Ianvarashvili contends that the Military Bar’s owners and regulars led the May attack on the Kiwi Cafe. Those affiliated with the Military Bar, where meat, beer and nationalism are revered, dismiss the allegation.
A dimly lit cellar at the other end of Tbilisi’s downtown, the Military Bar abounds in war paraphernalia such as military camouflage netting, uniforms and dummy hand grenades. The drink menu includes a homemade brandy called Bloody Kremlin, a swipe at Georgia’s public enemy number one, Russia. The bar’s Facebook page features an eclectic mix of posts, including those extolling soccer, nationalism and Donald Trump, “the new leader.”
One of the 20-something bar managers, Rezo, ably built and with a crew cut, claimed it was a Kiwi Café loyalist who made the first move in the clash of vegans and carnivores. One morning in mid-May, he told EurasiaNet.org, staff discovered the Military Bar’s entrance, decorated with sandbags and an army-style signboard, had been vandalized. After watching CCTV footage, they identified a Kiwi Café regular as the culprit.

※ ※ ※

PARTS OF THE EXERCISE:
1. Answer these questions from the Military Bar text:
(a) What is the name of the homemade brandy on the Military Bar's drink menu?
(b) According to Ianvarashvili, who led the May attack on the Kiwi Cafe?
(c) When did staff discover that the Military Bar's entrance had been vandalized?
2. Proceed with the Military Bar text, starting right after its final sentence.
The stored data that comes next is separate material, unrelated to the Military Bar text.

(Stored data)
※ ※ ※

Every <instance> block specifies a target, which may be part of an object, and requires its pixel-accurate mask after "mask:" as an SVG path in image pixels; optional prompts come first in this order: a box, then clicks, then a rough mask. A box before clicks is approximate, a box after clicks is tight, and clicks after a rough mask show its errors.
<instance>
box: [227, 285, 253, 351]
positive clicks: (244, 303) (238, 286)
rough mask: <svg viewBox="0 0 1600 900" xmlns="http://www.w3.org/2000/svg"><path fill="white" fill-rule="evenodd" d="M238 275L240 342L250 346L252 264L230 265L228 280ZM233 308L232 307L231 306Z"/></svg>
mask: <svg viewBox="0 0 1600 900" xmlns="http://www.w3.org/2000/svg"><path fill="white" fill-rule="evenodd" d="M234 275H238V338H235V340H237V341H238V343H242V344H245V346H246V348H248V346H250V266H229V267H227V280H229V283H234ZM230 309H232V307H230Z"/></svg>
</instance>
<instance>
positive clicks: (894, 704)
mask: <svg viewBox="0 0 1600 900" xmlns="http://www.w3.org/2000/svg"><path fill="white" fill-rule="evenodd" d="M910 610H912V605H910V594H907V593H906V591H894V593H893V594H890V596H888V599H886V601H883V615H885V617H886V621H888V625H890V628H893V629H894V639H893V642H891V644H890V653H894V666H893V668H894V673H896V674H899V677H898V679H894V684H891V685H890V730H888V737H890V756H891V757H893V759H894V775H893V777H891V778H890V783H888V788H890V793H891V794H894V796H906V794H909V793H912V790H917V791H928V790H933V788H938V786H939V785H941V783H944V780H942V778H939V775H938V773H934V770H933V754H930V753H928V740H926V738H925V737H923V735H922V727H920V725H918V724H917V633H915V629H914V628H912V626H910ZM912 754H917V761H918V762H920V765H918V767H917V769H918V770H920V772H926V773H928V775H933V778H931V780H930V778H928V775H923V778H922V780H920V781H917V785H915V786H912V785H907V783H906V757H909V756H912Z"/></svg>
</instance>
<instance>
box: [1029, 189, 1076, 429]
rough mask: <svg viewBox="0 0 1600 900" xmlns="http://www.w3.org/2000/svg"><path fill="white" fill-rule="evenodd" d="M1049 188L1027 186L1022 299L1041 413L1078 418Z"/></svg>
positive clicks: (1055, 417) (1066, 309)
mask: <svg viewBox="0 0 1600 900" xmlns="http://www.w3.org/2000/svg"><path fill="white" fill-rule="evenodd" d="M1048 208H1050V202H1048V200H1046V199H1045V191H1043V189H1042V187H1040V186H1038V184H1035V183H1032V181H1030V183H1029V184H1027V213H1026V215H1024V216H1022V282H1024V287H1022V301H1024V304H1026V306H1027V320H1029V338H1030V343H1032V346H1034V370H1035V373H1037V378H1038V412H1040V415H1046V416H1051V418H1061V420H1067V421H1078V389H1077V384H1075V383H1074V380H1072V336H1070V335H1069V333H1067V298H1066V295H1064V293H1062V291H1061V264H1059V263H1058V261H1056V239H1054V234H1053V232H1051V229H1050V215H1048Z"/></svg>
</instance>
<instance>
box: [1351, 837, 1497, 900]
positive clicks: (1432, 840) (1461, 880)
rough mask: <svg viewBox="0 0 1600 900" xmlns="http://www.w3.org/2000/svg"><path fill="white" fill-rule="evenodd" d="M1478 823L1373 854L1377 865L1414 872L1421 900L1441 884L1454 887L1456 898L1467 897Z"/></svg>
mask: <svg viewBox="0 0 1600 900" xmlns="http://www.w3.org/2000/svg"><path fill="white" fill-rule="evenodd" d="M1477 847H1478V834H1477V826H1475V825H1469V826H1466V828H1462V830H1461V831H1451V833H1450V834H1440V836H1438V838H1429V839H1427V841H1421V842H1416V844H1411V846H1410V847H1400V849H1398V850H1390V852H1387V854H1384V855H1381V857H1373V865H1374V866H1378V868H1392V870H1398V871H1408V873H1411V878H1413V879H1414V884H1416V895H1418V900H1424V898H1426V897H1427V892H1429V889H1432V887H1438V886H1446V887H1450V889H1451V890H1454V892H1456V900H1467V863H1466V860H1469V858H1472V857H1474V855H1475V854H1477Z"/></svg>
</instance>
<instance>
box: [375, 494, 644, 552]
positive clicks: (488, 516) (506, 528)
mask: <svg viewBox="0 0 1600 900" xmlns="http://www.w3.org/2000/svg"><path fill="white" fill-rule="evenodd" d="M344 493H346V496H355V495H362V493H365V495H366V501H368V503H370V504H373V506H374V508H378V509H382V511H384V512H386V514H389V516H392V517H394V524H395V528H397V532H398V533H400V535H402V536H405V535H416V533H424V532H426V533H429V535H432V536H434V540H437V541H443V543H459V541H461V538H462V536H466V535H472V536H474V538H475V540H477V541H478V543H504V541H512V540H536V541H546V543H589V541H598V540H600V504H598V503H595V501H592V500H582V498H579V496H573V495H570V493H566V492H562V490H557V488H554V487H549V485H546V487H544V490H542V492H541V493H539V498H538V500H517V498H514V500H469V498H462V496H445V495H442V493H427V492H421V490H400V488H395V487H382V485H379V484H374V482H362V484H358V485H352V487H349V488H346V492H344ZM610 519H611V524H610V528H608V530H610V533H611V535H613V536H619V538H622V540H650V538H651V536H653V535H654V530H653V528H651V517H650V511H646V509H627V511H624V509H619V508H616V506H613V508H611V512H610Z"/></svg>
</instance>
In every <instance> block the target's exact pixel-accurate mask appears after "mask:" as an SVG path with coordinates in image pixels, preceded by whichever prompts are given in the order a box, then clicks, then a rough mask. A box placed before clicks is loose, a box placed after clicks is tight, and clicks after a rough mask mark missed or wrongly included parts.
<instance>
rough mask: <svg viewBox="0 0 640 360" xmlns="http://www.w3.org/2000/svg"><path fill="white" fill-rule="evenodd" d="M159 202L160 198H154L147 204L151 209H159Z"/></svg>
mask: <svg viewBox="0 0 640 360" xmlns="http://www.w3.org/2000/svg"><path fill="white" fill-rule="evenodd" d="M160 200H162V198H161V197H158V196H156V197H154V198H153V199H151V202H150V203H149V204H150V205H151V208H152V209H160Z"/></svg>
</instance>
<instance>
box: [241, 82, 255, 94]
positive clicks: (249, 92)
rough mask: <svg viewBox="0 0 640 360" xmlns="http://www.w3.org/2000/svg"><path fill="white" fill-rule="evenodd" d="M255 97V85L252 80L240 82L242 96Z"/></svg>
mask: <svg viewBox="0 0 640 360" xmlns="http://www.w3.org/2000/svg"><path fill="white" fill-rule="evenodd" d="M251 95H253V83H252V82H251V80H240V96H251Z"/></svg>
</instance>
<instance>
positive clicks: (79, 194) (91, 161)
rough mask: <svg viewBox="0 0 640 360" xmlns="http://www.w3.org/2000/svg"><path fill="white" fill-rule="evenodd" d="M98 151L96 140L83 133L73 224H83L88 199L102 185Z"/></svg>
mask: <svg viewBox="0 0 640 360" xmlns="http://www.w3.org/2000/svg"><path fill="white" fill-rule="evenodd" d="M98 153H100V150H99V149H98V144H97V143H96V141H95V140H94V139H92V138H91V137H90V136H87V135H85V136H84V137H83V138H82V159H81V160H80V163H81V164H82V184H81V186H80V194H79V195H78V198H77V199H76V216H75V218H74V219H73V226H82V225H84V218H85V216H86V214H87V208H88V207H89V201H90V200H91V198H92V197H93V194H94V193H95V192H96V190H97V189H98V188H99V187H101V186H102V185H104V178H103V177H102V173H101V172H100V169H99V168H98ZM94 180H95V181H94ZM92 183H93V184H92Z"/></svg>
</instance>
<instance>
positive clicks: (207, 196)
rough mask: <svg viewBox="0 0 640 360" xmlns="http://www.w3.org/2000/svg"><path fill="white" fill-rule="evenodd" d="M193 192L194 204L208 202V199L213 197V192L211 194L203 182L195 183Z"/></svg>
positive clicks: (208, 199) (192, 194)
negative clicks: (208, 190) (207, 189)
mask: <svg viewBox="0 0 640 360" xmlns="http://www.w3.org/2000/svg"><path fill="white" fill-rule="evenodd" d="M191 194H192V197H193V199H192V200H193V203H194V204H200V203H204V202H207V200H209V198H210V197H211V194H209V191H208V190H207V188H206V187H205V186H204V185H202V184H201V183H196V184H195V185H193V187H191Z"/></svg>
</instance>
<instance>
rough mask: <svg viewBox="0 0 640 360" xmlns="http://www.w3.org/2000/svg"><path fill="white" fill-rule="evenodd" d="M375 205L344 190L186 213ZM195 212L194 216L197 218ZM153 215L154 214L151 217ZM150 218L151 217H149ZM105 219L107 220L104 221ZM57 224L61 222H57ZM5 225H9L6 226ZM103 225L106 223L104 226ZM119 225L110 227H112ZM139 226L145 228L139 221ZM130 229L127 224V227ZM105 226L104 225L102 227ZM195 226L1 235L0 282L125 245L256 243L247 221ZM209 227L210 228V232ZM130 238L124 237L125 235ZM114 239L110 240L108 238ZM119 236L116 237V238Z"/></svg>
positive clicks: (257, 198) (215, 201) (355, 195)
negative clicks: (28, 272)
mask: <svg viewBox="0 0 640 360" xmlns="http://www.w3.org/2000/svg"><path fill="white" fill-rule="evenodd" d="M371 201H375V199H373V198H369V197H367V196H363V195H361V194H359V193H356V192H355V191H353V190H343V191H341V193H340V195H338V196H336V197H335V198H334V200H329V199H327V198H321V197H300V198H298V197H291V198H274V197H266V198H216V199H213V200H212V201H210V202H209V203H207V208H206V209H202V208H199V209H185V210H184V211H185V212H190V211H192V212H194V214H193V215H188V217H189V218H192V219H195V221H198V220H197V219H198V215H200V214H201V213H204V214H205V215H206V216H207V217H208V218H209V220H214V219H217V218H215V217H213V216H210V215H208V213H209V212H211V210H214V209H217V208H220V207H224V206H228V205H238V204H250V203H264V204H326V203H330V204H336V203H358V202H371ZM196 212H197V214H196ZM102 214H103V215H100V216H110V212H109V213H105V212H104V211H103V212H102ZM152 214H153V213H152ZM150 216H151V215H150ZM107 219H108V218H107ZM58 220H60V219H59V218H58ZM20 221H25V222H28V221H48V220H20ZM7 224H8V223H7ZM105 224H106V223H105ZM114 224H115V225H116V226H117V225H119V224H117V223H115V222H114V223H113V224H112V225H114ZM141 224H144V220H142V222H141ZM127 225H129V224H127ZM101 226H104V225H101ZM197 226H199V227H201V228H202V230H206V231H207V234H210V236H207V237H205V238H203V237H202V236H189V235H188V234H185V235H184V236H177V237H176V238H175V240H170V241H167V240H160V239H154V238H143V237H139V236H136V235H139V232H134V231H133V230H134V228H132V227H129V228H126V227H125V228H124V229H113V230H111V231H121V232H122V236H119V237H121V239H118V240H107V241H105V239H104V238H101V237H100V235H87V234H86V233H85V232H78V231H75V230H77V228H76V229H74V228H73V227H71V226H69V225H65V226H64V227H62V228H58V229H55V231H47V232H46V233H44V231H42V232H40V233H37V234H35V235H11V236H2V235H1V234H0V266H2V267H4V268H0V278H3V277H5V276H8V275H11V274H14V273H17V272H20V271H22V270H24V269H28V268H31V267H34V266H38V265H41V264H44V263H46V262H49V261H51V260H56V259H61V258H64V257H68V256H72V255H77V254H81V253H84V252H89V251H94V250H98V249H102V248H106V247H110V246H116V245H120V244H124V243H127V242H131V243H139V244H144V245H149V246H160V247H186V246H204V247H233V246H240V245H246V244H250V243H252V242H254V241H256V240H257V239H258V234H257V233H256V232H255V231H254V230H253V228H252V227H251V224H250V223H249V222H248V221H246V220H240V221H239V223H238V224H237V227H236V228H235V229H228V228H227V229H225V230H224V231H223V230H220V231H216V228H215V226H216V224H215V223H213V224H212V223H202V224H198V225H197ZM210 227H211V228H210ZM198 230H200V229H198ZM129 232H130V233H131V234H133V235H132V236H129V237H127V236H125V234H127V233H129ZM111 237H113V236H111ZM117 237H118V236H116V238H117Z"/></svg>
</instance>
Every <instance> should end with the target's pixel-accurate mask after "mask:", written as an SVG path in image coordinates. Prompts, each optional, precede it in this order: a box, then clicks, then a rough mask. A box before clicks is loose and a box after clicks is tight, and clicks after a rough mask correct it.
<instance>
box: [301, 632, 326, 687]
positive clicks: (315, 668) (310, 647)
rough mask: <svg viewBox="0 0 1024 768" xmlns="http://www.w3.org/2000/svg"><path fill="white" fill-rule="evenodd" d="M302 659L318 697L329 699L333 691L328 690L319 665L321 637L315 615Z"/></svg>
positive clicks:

※ ※ ※

WRITTEN ANSWERS:
1.
(a) Bloody Kremlin.
(b) The Military Bar's owners and regulars.
(c) One morning in mid-May.

2.
“We knew that guy. He posts videos online where he burns the Georgian flag and curses at the army,” said Rezo, who refused to provide his last name. “They can eat what they want, but you should not mess with us, with our country, our values, our flag,” he said. “Our flag is as dear to me as my parents are. People gave their lives for it.”
Rezo said bar staff tracked down the alleged attacker, had a talk with him and then decided to pay the Kiwi Café a visit. He claimed he does not have contacts for the supposed culprit.
Kiwi Café staffers rejected having anything to do with vandalizing the Military Bar’s entrance. They asserted that the bar’s far-right clientele has long held a grudge against the pacifist philosophy that the vegan café represents.
The visit made by Military Bar regulars to the vegan café culminated in a brawl. Kiwi Café representatives say the intruders lit cigarettes and threw meat around. The Military Bar’s Rezo denied such activity, maintaining that the visitors merely brought a traditional Georgian meal, including meat dishes, as a peace offering. The establishment claims bias in media coverage. A police investigation is ongoing.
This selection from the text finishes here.